:: Provided entries ::
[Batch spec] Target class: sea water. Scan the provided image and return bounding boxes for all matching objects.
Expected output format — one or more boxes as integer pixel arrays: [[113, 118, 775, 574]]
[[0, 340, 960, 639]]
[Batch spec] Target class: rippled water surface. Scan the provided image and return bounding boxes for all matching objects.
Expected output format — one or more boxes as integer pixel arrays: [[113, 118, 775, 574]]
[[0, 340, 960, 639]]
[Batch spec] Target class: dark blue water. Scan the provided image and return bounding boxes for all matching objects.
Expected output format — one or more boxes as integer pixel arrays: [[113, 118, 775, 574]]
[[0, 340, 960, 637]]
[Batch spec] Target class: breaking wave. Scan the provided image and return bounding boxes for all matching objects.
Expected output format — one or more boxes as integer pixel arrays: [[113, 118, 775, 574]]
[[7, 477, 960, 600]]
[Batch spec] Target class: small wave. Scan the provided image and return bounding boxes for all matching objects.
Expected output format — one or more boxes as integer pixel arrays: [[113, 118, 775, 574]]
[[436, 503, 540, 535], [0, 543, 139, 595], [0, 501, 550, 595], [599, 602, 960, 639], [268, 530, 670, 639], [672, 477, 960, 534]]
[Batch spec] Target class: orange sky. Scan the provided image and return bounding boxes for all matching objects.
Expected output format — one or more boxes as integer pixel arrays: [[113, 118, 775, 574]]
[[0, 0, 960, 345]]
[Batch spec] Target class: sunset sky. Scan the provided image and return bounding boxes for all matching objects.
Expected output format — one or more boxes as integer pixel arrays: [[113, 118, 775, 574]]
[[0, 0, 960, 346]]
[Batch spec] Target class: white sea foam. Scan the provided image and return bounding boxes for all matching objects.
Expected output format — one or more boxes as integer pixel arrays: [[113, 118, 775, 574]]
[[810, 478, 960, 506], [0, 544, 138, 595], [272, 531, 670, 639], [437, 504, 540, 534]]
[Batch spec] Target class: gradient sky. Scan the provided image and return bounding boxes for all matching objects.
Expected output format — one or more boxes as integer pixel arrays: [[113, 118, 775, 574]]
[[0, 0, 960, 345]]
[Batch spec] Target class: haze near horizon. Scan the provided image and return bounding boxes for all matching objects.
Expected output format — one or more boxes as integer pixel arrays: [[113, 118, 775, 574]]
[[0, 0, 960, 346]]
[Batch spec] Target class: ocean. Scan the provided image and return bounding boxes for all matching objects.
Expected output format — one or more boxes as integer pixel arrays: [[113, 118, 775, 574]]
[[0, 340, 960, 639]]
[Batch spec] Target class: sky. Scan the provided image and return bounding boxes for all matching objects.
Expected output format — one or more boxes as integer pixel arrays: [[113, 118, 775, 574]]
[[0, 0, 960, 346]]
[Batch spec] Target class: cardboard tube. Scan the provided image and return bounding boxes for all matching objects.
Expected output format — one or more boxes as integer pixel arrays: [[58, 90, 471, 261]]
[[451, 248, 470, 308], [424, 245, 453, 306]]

:: What is being asked ::
Rewrite the part of the listing above that opens with the line containing "[Batch spec] Target class: breaking" and closes with the line containing "477, 960, 534]]", putting "swell" wherever "wave" appears and leaving everything else unchanged.

:: The solution ::
[Batch spec] Target class: breaking swell. Scan the provided image and return bounding boxes for all matching objects.
Expected output format — one or more boxes as integer pixel arrays: [[113, 118, 775, 574]]
[[7, 477, 960, 600]]
[Batch spec] Target class: small swell. Scan the provided image and return bounding boxes for all matching objects.
Expected output format — one or more boxes as integer pixel arrays: [[113, 118, 775, 574]]
[[436, 503, 540, 535], [0, 543, 139, 595], [0, 501, 550, 595], [599, 602, 960, 639], [268, 530, 670, 639], [672, 477, 960, 534]]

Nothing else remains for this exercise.